* Do this: Continue the transcript of two people remembering the memorial ride where Marv's ashes were scattered on Gravel Mountain, picking up after its final line.

* Source text:
MR: We all met at, uh, Elk Creek campground. And, uh, went on this ride. There– I mean, there must have been 30 or 40 people on this ride. 

SS: There was a turnout that wouldn’t quit. That’s what I’m saying. There was plenty of people in this town that loved Marv, and knew that– what Marv was. He’d help you out. Help you do anything. But we took him up on Gravel Mountain, and had a big fire. And spread his ashes up there where he liked to ride. 

MR: I forget who spoke. Somebody– maybe it was his brother.

SS: His brother showed up, and it was the spitting image of Marv. And I just lost it.

MR: And we all took our handfuls of ashes and walked over to this other cliff, and, uh, had something to say, nad threw it off the edge of the mountain up there. 

SS: And, uh, yeah. It was a hard day.

* Material:
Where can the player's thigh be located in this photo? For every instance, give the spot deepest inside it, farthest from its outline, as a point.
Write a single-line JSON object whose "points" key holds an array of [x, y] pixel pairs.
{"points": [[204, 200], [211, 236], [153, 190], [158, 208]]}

* Result below:
MR: People were taking ashes and rubbing them on their faces, and on their coats, so he’d be with them whenever they were riding. It was real different. I’d never felt human ashes. They’re weird, I tell you what. Under your fingernails and stuff. It is something else. But, uh, I’ll never forget that. 

[What did you say? To him? When you spread the ashes?] Thank you for everything you’ve done. For me, because still a lot of my best friends are from our group. So, pretty cool dude, for sure. Can’t believe I’m crying so much over it. It was a while ago. [Laughs] So. Yeah, he was a pretty good guy. 

PB: Two and a half hours. 13 buildings. 6 or 7 cars or trucks. Trees, lampposts. 2 scrapers. So he caused a lot of damage. Yeah, I think it’s about $10 million. 

RF: I knew that something bad had happened, but– I was in shock. I didn’t realize how much that this would totally change our lives. And the lives of our children. The thing of it is, is everybody else that got bulldozed were able to get up, and keep running. And we were just had. I mean, it was gone. 

CF: We were simple uninsured. Under– 

RF: Underinsured.

CF: Underinsured. 

We kept running numbers, running numbers. It doesn’t matter if you’re a dollar short or a million dollars short. If you’re short, you’re short. We didn’t– didn’t feel like we could rebuild. 

RF: Was it the next day that they took the bulldozer out of the building?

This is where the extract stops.